TASK STATEMENT ▸
What follows are records. Restate all of them word for word.

** start of INPUT RECORDS **

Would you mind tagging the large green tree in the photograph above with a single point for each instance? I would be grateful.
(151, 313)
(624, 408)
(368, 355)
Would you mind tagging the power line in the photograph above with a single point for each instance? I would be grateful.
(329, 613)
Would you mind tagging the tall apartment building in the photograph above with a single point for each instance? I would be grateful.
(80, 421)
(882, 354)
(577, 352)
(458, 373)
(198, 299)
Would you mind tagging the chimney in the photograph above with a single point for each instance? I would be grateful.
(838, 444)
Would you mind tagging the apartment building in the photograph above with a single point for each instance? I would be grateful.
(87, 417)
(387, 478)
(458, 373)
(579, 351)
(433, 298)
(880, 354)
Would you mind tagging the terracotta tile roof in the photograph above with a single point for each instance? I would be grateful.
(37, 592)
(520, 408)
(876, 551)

** end of INPUT RECORDS **

TASK OUTPUT ▸
Would you mind tagging the large green tree in the photograph above with a single point for each instance? I would be grateful.
(151, 313)
(624, 408)
(368, 355)
Would you mind tagging the power line in the photograph above with a single point for each instance? I would be grateful.
(329, 613)
Would you mind tagging the tall apartment building in the photograph above with a single point for each instance? I would be grateful.
(80, 421)
(882, 354)
(577, 352)
(458, 373)
(198, 299)
Would you mind tagging the chimney in the photograph above with a single point for each instance? I would be grateful.
(838, 444)
Would you mind tagging the apartment building in the photograph above with a single point for each instance? I would be grateful.
(87, 417)
(387, 478)
(458, 373)
(579, 351)
(433, 298)
(880, 354)
Would you mind tagging the terracotta tile roof in the photograph above with a single point for each instance? I would be grateful.
(37, 592)
(520, 408)
(876, 551)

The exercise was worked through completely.